[Begin Data supplied]

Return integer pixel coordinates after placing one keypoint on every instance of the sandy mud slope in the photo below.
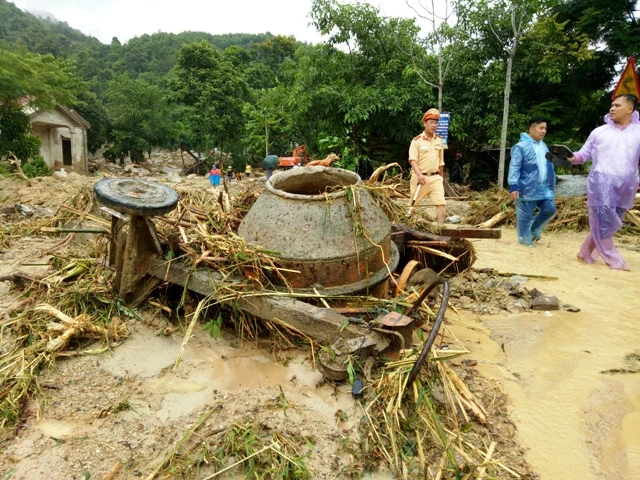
(575, 400)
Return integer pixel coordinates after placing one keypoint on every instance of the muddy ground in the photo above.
(563, 416)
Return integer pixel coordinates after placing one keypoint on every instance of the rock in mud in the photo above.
(61, 175)
(422, 278)
(545, 302)
(173, 177)
(533, 293)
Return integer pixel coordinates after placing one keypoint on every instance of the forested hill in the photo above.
(360, 93)
(155, 54)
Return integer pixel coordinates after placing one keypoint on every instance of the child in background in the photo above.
(214, 175)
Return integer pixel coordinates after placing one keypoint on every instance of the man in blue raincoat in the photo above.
(532, 183)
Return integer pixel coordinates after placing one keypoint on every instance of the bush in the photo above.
(36, 168)
(5, 169)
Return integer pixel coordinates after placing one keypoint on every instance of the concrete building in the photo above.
(63, 133)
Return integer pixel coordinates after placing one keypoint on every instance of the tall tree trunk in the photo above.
(517, 28)
(505, 119)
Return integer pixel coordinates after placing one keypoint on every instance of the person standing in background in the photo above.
(532, 182)
(426, 158)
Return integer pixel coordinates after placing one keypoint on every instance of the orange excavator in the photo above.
(297, 158)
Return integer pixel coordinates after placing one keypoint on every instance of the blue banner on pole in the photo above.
(443, 127)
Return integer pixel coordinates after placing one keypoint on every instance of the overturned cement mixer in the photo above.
(332, 238)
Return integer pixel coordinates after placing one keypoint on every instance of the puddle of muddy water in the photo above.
(575, 421)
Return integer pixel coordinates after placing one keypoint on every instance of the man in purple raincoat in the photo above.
(613, 179)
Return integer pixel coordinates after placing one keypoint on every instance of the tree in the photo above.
(439, 45)
(358, 90)
(139, 117)
(507, 20)
(214, 93)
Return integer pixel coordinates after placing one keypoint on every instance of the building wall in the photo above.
(51, 128)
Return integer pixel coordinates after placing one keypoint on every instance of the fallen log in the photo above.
(399, 229)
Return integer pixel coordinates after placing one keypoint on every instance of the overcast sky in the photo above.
(125, 19)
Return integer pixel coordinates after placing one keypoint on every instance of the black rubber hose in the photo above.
(436, 325)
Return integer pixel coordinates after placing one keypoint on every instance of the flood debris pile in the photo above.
(437, 427)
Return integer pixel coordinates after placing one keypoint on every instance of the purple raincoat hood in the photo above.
(635, 118)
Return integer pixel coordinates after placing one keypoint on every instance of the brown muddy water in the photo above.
(575, 421)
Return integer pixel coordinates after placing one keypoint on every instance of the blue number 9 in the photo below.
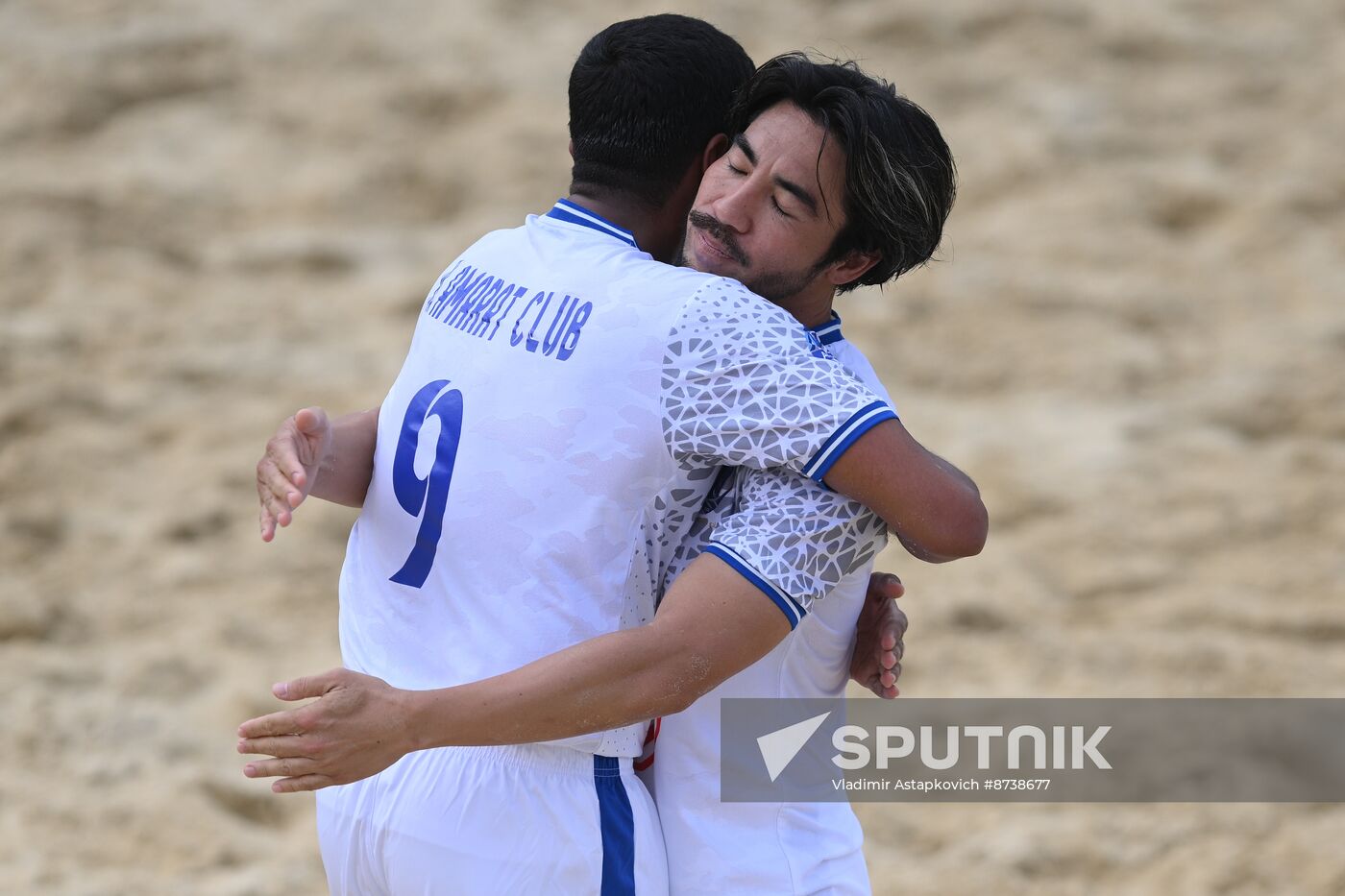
(429, 494)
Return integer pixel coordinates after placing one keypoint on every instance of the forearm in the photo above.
(928, 503)
(349, 465)
(601, 684)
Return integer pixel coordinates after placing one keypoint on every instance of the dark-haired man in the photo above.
(605, 417)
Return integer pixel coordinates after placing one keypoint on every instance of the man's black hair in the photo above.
(898, 175)
(646, 97)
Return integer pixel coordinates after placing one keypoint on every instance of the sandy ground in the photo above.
(211, 214)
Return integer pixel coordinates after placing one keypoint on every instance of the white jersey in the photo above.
(831, 543)
(557, 423)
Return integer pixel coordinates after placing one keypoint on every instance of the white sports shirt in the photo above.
(770, 848)
(553, 430)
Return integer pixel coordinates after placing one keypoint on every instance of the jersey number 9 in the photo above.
(427, 498)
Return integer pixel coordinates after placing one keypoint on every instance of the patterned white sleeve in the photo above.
(744, 383)
(793, 539)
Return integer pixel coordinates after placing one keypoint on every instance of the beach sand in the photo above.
(1134, 339)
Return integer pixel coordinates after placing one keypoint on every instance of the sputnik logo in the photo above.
(780, 747)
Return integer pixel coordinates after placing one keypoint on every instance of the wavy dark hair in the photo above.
(646, 97)
(900, 180)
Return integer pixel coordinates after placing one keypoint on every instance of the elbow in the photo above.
(964, 536)
(975, 530)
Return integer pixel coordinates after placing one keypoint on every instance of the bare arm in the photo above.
(932, 506)
(331, 460)
(713, 623)
(349, 465)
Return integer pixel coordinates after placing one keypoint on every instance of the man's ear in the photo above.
(715, 151)
(850, 267)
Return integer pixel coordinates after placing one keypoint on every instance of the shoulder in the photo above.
(860, 365)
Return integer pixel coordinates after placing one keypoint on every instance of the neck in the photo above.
(810, 307)
(645, 224)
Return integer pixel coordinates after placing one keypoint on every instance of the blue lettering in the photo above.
(531, 334)
(517, 336)
(500, 318)
(572, 334)
(557, 328)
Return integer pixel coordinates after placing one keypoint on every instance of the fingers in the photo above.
(286, 767)
(302, 784)
(309, 687)
(311, 422)
(282, 452)
(266, 523)
(272, 494)
(273, 725)
(282, 747)
(885, 586)
(312, 426)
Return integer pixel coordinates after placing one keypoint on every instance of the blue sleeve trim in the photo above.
(860, 423)
(790, 607)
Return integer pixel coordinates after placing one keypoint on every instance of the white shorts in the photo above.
(494, 819)
(716, 848)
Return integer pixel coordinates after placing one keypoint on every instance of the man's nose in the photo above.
(732, 208)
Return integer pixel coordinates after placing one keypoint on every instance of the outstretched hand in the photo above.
(878, 637)
(286, 472)
(358, 727)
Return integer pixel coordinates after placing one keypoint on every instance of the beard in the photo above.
(773, 285)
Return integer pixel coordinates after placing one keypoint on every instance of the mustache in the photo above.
(721, 233)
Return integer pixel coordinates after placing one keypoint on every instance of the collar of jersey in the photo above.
(830, 331)
(575, 213)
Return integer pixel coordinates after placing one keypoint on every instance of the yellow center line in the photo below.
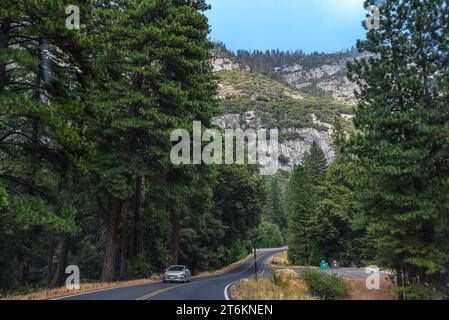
(155, 293)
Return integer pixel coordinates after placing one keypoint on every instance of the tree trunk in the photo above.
(58, 279)
(4, 39)
(137, 205)
(115, 207)
(124, 251)
(175, 236)
(51, 253)
(25, 273)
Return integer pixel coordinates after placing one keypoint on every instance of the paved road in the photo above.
(201, 288)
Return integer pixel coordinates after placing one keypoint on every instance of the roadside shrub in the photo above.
(325, 286)
(418, 292)
(280, 278)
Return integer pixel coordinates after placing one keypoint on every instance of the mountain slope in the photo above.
(253, 100)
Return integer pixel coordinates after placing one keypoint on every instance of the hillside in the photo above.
(256, 99)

[End Data supplied]

Copy all of the records above word for word, leaving out the pictures.

### Exercise output
Return integer pixel coordinates after placing one keypoint on every instance of the sandy mud slope in the photo below.
(575, 400)
Return integer pixel coordinates after placing one keypoint on every instance of the muddy ground in the photo above.
(563, 416)
Return integer pixel coordinates after placing one keypoint on every instance of the rock in mud in the photo above.
(61, 175)
(422, 278)
(545, 302)
(173, 177)
(533, 293)
Return integer pixel coordinates after placing one keypoint on every instance of the forested hill in the photo above.
(360, 93)
(155, 54)
Return integer pixel coordinates after placing one keypoint on every instance of the child in background in the photo above.
(214, 175)
Return integer pixel coordinates after placing one keypoint on every instance of the man in blue raincoat in the photo above.
(532, 183)
Return integer pixel coordinates after placing one keypoint on every instance of the bush in the photo above.
(36, 168)
(5, 169)
Return integer pixel coordinates after placing one keypoint on every instance of the concrete building in the photo above.
(63, 133)
Return integer pixel coordinates after placing one keypoint on every instance of the tall tree trunk in the photo above.
(517, 28)
(505, 119)
Return integer pixel coordinates after placing one keypoint on every instance of the person standing in background in the photo above.
(532, 182)
(426, 158)
Return integer pixel coordinates after placing one keypoint on every instance of the orange excavator in the photo above.
(297, 158)
Return integer pixel coordinates after placing one keypoint on every instance of the blue banner on pole in the photo above.
(443, 127)
Return integer pixel coordinates after placing one keypoint on every instance of the overturned cement mixer in the photo above.
(332, 238)
Return integer pixel coordinates after placing one keypoint on every instance of the puddle of muddy water in the photo above.
(575, 421)
Return integer pixel coordinates after placing one keypoint on every instance of the man in purple raincoat in the photo above.
(613, 179)
Return integer pixel coordinates after placing one keypoint on every instance of the tree in the photo above.
(439, 45)
(358, 90)
(139, 117)
(507, 20)
(214, 93)
Return integer pixel coordinates after placing one keypoint on every instance of the building wall in the photo above.
(51, 128)
Return integer pixel coordinates after placing one keypoint on every instance of the fallen log in the photo above.
(399, 229)
Return integer pixel coordinates after placing one keypoint on every instance of the overcast sky in the photo above.
(125, 19)
Return integer pixel coordinates after placing one keypoint on every instance of the black rubber hose in the photo above.
(436, 325)
Return integer pixel coordinates after placing one keypoint on every instance of the flood debris pile in the photo above.
(437, 427)
Return integer pixel coordinates after placing one keypoint on every instance of the purple raincoat hood in the photo above.
(635, 118)
Return integer pixel coordinates after placing one keypoint on every instance of the brown muddy water in the photo above.
(575, 421)
Return integer pixel coordinates after placing one keypoint on every instance of the blue number 9 in the photo below.
(429, 494)
Return integer pixel coordinates after placing one keypoint on every instance of the forearm in the photo above.
(928, 503)
(349, 465)
(601, 684)
Return integer pixel coordinates after placing one keypoint on every instance of the dark-haired man in the photo above.
(605, 417)
Return integer pixel coordinates after placing one keypoint on every instance of the man's black hair in the photo above.
(898, 175)
(646, 97)
Return integer pixel coordinates after placing one keypoint on every instance of the sandy ground in the photo above.
(211, 214)
Return integer pixel coordinates after placing one keypoint on every instance of the white jersey in the photo above.
(831, 543)
(557, 423)
Return integer pixel coordinates after placing one keypoint on every instance of the white sports shirt in the photo above.
(770, 848)
(553, 430)
Return integer pixel coordinates after placing one keypoint on every instance of the jersey number 9 in the photo above.
(427, 498)
Return integer pixel coordinates after placing one keypoint on every instance of the patterned white sleeve in the photo above.
(744, 383)
(793, 539)
Return integer pixel coordinates after placing one keypoint on every instance of the beach sand in the photo above.
(1134, 339)
Return integer pixel coordinates after placing one keypoint on every instance of the sputnik logo in the photo above.
(780, 747)
Return integer pixel coordinates after placing one keypoint on every instance of the wavy dark hair in the photo above.
(646, 97)
(900, 180)
Return integer pixel coordinates after placing one keypoint on every instance of the elbow in the photo above.
(964, 536)
(975, 530)
Return integer pixel coordinates after placing one keypoint on every instance of the bare arm in the photo above.
(932, 506)
(331, 460)
(713, 623)
(349, 465)
Return integer pixel coordinates after placing one keypoint on every instance of the man's ear in the photo above.
(715, 151)
(850, 267)
Return integer pixel coordinates after placing one keypoint on every instance of the shoulder in the photo above.
(860, 365)
Return integer pixel coordinates after placing one keypoint on every instance of the neck in the photo above.
(810, 307)
(645, 224)
Return integer pixel coordinates after placing one keypoint on every instance of the blue lettering in the photo above.
(531, 334)
(517, 336)
(500, 318)
(572, 334)
(557, 328)
Return integer pixel coordinates after placing one keypoint on every instance of the fingers in the photo above.
(286, 767)
(302, 784)
(309, 687)
(311, 422)
(282, 452)
(266, 523)
(272, 494)
(273, 725)
(282, 747)
(885, 586)
(312, 426)
Return integer pixel coordinates after placing one keypoint on every instance of the blue sleeve trim in the photo above.
(860, 423)
(790, 607)
Return integer pixel coordinates after placing one keypoint on every instance of the white shorts in the photo above.
(494, 819)
(716, 848)
Return integer pixel coordinates after placing one keypoint on every instance of the man's nose in the photo above.
(732, 208)
Return integer pixel coordinates after placing one keypoint on every instance of the outstretched hand in the photo above.
(878, 637)
(286, 472)
(358, 727)
Return integer pixel coordinates after placing one keypoint on every instance of the beard in the photo above.
(773, 285)
Return integer pixel coordinates after placing one keypoint on every instance of the mustache in the photo above.
(721, 233)
Return integer pixel coordinates after placing one keypoint on every instance of the collar of jersey in the photo above.
(830, 331)
(575, 213)
Return integer pixel coordinates after placing one keypoint on every instance of the yellow center line in the photo below.
(155, 293)
Return integer pixel coordinates after placing one keypoint on every instance of the tree trunk in the photo above.
(58, 279)
(4, 39)
(137, 205)
(115, 207)
(124, 251)
(175, 236)
(51, 253)
(25, 273)
Return integer pixel coordinates after placing one keypoint on every instance of the paved road in the photo above.
(201, 288)
Return integer pixel coordinates after placing one keypoint on every instance of the roadside shrub in the photo above.
(325, 286)
(418, 292)
(280, 278)
Return integer pixel coordinates after placing one keypoint on every instance of the mountain slope in the photo above.
(253, 100)
Return integer pixel coordinates after placing one keypoint on every instance of the hillside in the photo above.
(256, 99)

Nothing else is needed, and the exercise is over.